Work to be completed: Reproduce every entry below, swapping "marker" for "point" and leaving all other text unchanged.

Entries from a point labeling set:
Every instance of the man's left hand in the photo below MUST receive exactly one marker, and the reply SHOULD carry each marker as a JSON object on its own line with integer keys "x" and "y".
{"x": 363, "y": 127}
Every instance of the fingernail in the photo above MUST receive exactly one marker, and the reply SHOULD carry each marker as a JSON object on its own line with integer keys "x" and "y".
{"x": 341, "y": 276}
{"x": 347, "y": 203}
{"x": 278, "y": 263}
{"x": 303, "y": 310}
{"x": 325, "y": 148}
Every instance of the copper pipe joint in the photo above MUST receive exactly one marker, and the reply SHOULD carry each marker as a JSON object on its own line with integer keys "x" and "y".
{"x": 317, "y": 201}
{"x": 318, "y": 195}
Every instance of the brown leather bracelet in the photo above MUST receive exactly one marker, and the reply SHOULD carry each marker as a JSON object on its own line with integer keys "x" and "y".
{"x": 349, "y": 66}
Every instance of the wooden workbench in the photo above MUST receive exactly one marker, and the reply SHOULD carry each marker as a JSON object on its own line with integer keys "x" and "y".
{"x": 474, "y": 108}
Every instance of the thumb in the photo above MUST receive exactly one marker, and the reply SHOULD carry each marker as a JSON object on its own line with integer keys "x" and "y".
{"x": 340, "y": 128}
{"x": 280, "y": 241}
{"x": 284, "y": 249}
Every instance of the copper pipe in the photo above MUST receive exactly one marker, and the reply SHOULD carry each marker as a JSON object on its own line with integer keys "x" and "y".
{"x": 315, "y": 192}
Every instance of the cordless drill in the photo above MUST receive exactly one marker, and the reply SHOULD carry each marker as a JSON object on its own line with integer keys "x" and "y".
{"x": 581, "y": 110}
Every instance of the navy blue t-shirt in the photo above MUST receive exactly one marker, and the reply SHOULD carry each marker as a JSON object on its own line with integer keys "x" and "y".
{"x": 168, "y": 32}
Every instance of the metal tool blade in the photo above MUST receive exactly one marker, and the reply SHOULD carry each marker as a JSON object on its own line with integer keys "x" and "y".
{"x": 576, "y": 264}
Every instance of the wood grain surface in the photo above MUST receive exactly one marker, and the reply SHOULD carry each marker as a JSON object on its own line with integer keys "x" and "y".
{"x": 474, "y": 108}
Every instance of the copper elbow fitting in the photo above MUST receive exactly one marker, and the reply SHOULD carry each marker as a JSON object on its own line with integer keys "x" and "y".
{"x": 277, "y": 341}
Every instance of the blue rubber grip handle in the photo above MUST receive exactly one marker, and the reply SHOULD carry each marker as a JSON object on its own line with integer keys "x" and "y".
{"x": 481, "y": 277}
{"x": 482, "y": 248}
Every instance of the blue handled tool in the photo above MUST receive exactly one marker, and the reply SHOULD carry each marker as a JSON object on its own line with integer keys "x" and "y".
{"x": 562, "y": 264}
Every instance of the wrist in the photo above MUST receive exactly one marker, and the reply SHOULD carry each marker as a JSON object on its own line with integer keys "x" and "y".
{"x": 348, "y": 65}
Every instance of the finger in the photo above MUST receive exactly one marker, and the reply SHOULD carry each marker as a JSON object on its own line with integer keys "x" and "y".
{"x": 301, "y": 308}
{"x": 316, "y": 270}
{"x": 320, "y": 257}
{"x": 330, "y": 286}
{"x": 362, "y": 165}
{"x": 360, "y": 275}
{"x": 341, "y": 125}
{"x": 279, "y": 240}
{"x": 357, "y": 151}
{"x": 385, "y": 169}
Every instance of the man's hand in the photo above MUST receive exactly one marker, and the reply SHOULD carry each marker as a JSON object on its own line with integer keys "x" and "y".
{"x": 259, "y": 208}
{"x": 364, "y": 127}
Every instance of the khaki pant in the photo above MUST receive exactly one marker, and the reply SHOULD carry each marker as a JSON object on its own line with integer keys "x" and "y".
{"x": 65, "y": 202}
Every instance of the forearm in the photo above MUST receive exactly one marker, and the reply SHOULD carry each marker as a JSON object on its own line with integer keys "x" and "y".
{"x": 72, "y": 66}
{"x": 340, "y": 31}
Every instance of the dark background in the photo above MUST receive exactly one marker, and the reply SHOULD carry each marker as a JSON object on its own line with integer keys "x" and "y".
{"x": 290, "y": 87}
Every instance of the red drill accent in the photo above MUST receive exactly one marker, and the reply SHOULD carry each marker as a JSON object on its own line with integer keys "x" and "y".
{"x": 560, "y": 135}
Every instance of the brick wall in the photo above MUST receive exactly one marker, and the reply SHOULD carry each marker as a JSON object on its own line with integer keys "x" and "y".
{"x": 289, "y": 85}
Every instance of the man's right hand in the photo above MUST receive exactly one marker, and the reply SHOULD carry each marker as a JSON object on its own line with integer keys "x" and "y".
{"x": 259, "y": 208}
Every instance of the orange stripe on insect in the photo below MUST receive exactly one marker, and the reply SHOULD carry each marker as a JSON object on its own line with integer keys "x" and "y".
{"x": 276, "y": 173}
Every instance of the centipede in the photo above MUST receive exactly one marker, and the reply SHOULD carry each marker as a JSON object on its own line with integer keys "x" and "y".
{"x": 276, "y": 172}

Reply to the task:
Every instance of the man's left hand in the photo below MUST receive exactly one point, and the reply SHOULD carry each point as a JSON object on its own line with integer keys "x" and "y".
{"x": 363, "y": 127}
Every instance of the fingernail in the photo above MUST receive exactly one point, and the reply SHOULD carry each point as a JSON object on its own line with integer keys "x" and "y".
{"x": 341, "y": 276}
{"x": 347, "y": 203}
{"x": 278, "y": 263}
{"x": 303, "y": 310}
{"x": 325, "y": 148}
Every instance of the copper pipe joint in the photo above MUST receive exactly one point, and the reply SHOULD carry each point as a JSON object on its own line with integer keys "x" and "y".
{"x": 317, "y": 201}
{"x": 318, "y": 195}
Every instance of the brown leather bracelet in the photo above MUST receive exactly one point, and the reply SHOULD carry each point as a JSON object on its own line with integer keys "x" and "y".
{"x": 349, "y": 66}
Every instance of the wooden workbench in the photo above MUST receive exactly one point, and the reply SHOULD carry each point as a JSON object on its own line with integer keys "x" and "y".
{"x": 474, "y": 108}
Every instance of the thumb in the photo above MUST receive exactly one point, and the reply SHOULD carry each point as a JSON object on its own line with integer keys "x" and "y".
{"x": 340, "y": 128}
{"x": 280, "y": 241}
{"x": 284, "y": 249}
Every instance of the copper pipe in the photo above MUST receive exactly one point, and the reply SHOULD carry each point as a JSON object on its own line with integer keys "x" and "y".
{"x": 315, "y": 192}
Every instance of the cordless drill in the photo above MUST receive exactly one point, and the reply SHOULD carry each point as a JSON object on its own line with integer keys "x" and "y".
{"x": 581, "y": 110}
Every instance of the navy blue t-shirt in the photo above MUST receive exactly one point, and the reply SHOULD carry each point as a JSON object on its own line with integer keys "x" and "y".
{"x": 168, "y": 32}
Every instance of the metal tool blade in the photo above MUST receive exactly one point, and the reply SHOULD carry each point as a JSON object on its own line with integer keys "x" and "y".
{"x": 576, "y": 264}
Every instance of the wood grain surface in the photo above MUST receive exactly one point, and the reply SHOULD carry each point as a JSON object on its own line with integer keys "x" and "y".
{"x": 474, "y": 108}
Every instance of the copper elbow fitting in the photo above MUST receive exactly one point, and the reply SHOULD carry each point as a JSON object on its own line with integer keys "x" and "y".
{"x": 277, "y": 341}
Every instance of the blue rubber grip handle in the photo above MUST receive exactly one point, and the reply SHOULD carry each point as a JSON object on its own line with integer keys "x" and "y".
{"x": 481, "y": 277}
{"x": 482, "y": 248}
Every instance of the blue handled tool in the photo above MUST receive exactly one point, and the reply SHOULD carry each point as a JSON object on its own line with integer keys "x" and "y".
{"x": 562, "y": 264}
Every instance of the wrist in the photo above MUST receive exactly one point, and the reply SHOULD carry each point as a JSON object on its own line with integer keys "x" and "y".
{"x": 348, "y": 65}
Every instance of the finger in the photo above MUST receive exactly one point, and the reply SHOULD carry each point as a JSON object on its own line with integer keys "x" and "y".
{"x": 301, "y": 308}
{"x": 316, "y": 270}
{"x": 320, "y": 257}
{"x": 330, "y": 286}
{"x": 362, "y": 165}
{"x": 360, "y": 275}
{"x": 341, "y": 125}
{"x": 279, "y": 240}
{"x": 357, "y": 151}
{"x": 385, "y": 169}
Every instance of the man's hand in the photo above MUST receive exactly one point, and the reply SHOULD carry each point as a JSON object on its own line with integer keys "x" and "y".
{"x": 259, "y": 208}
{"x": 364, "y": 127}
Every instance of the khaki pant in the photo above MUST receive exactly one point, and the reply SHOULD carry each point as a JSON object on its own line with integer keys "x" and "y".
{"x": 65, "y": 202}
Every instance of the forearm in the photo above MUST receive exactly one point, and the reply SHOULD carry each point as a JSON object on its own line with integer keys "x" and "y".
{"x": 72, "y": 66}
{"x": 340, "y": 31}
Every instance of the dark background in the photo above MUST receive exactly one point, and the reply SHOULD carry each point as a JSON object on its own line with integer keys "x" and "y".
{"x": 290, "y": 87}
Every instance of the red drill accent in the photo above MUST receive exactly one point, and the reply SHOULD carry each point as a JSON object on its own line with integer keys "x" and "y".
{"x": 560, "y": 135}
Every instance of the brick wall in the photo above MUST receive exactly one point, and the reply SHOULD carry each point as a JSON object on its own line with integer keys "x" and "y".
{"x": 289, "y": 85}
Every instance of the man's right hand in the photo above MUST receive exactly one point, and the reply SHOULD carry each point as a JSON object on its own line with integer keys "x" and "y".
{"x": 259, "y": 208}
Every instance of the orange stripe on insect in the photo below MUST receive exactly one point, and the reply SHOULD carry each point as a JSON object on its own line with integer keys "x" and "y".
{"x": 276, "y": 173}
Every instance of the centipede in the photo above MUST receive exactly one point, and the reply SHOULD carry each point as a JSON object on its own line with integer keys "x" and "y".
{"x": 276, "y": 172}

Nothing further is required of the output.